### What you should do
Once you reach the line containing "Query: camouflage backpack", write out that line and every remaining line of the records exactly.

### Supplied information

+--

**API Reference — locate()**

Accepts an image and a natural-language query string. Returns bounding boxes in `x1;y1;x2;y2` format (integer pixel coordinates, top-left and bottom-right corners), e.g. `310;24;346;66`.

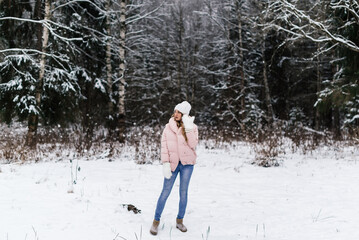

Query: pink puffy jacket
161;117;199;171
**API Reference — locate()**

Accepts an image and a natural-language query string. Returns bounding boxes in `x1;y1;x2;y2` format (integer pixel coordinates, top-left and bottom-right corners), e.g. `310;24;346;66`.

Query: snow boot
150;220;160;235
176;218;187;232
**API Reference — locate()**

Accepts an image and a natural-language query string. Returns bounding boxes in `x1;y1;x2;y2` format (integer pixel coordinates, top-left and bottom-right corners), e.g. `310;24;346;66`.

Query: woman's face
174;110;182;122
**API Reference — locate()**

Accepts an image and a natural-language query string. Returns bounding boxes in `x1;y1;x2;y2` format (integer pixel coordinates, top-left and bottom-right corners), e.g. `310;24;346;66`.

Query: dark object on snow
122;204;141;214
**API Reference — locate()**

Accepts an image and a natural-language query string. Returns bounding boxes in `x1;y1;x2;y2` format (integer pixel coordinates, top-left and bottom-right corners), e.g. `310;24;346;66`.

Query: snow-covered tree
125;0;211;125
269;0;359;134
0;0;102;146
193;0;267;134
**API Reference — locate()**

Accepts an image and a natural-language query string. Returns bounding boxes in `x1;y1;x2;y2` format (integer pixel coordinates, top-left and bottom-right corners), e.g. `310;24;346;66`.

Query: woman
150;101;198;236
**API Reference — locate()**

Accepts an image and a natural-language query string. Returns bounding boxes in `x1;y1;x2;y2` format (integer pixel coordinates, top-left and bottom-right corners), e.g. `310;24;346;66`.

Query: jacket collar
168;117;181;133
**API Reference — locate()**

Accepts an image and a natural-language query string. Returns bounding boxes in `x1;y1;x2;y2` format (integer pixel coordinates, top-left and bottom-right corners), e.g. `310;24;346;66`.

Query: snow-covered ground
1;141;358;240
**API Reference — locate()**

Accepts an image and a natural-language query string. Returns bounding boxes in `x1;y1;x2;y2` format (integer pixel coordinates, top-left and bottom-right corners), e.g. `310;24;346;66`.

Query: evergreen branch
0;17;82;42
0;48;64;60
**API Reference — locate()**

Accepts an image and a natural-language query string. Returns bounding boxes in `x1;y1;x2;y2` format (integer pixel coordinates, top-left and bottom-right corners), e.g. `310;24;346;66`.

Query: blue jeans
154;162;194;221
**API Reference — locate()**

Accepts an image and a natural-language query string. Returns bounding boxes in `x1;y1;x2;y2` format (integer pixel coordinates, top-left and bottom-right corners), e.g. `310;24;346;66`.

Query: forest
0;0;358;151
1;1;359;238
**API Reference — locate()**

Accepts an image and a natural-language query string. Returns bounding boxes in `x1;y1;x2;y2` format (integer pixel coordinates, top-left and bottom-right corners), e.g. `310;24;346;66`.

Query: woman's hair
172;114;188;142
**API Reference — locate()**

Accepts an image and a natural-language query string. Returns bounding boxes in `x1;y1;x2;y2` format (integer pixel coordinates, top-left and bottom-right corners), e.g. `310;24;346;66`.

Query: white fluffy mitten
162;162;172;179
182;115;195;133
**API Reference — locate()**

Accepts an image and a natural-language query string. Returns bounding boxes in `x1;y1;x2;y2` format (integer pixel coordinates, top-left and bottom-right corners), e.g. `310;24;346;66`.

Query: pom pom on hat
174;101;191;115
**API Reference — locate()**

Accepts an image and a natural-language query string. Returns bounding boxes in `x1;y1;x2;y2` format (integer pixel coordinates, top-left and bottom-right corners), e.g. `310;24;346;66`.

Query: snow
1;142;359;240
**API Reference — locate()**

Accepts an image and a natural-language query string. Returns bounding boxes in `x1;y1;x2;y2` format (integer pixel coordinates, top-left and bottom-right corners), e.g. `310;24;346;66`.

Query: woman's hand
182;114;195;132
163;162;172;179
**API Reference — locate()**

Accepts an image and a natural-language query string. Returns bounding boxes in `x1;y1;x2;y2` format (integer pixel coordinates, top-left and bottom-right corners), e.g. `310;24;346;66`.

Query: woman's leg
154;164;180;221
177;163;194;220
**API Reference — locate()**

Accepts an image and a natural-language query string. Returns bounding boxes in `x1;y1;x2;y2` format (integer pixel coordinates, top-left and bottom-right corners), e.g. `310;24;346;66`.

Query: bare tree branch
272;0;359;52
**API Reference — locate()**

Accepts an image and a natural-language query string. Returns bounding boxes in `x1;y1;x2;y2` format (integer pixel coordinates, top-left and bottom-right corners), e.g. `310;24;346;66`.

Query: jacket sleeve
186;125;198;149
161;126;170;163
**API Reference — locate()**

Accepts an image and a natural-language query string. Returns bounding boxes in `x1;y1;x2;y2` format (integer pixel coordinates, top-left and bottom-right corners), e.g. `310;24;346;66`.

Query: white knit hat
174;101;191;115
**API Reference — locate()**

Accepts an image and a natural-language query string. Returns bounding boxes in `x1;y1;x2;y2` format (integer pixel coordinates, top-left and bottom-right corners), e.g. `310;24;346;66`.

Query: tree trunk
259;1;274;123
191;45;197;105
26;0;50;147
333;106;341;139
237;0;245;115
117;0;126;142
261;38;274;123
177;3;184;98
106;0;115;133
315;51;321;130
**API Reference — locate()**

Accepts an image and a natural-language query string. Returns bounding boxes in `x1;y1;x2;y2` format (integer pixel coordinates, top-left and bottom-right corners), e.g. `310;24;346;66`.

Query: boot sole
176;226;187;232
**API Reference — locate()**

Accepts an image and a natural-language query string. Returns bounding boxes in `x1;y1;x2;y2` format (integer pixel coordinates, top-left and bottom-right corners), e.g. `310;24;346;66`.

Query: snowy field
1;141;358;240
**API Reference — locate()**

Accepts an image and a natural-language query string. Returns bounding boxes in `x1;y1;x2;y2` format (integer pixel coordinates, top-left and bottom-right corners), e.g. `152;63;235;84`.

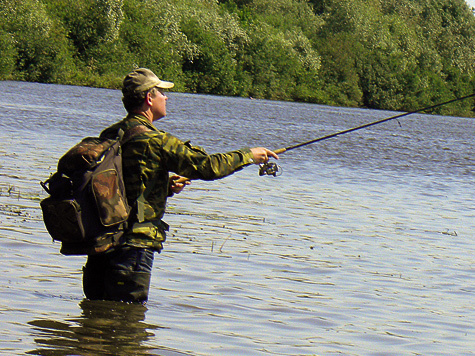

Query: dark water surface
1;81;474;355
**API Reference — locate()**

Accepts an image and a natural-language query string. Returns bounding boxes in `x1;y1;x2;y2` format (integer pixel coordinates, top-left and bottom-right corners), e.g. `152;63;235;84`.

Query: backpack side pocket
91;168;129;226
40;198;86;243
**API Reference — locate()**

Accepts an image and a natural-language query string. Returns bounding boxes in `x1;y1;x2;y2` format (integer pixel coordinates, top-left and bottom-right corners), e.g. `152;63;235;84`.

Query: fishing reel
259;162;282;177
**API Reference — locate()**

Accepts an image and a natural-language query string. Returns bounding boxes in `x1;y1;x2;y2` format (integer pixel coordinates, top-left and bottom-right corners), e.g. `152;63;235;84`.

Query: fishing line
259;92;475;176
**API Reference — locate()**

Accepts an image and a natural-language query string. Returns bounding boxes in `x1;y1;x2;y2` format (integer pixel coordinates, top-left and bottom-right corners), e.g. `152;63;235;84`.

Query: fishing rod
259;92;475;176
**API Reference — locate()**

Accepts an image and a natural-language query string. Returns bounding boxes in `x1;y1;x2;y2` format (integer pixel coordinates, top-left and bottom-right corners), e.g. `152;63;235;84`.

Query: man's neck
132;109;153;123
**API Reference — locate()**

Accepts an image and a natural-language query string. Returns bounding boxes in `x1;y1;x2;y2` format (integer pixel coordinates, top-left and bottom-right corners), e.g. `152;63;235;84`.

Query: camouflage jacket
100;114;255;251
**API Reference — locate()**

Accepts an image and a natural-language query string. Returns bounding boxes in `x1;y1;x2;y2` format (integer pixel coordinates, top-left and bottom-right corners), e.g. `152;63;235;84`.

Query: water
1;80;474;356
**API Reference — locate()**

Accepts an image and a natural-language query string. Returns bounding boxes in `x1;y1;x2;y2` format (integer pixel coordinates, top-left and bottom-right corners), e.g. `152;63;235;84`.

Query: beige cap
122;68;174;94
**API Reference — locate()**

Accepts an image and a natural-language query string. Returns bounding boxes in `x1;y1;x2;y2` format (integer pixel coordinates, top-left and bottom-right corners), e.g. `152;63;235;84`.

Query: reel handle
174;176;191;184
259;162;281;176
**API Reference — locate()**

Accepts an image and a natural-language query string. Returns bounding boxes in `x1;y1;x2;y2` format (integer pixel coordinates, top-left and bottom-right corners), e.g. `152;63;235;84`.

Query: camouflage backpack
40;125;150;255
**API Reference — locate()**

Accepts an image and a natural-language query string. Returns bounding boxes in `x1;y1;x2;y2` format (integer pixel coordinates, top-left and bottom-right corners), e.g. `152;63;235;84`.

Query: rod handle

+--

### Solution for this task
Query: camouflage backpack
40;125;150;255
**API Reference — locate()**

Accepts an image and a natural-language query string. Returns bounding boxes in `x1;y1;x2;y2` format (integer pixel coordinates, top-left and bottom-right corners), e.g. `152;63;235;84`.

Query: rod handle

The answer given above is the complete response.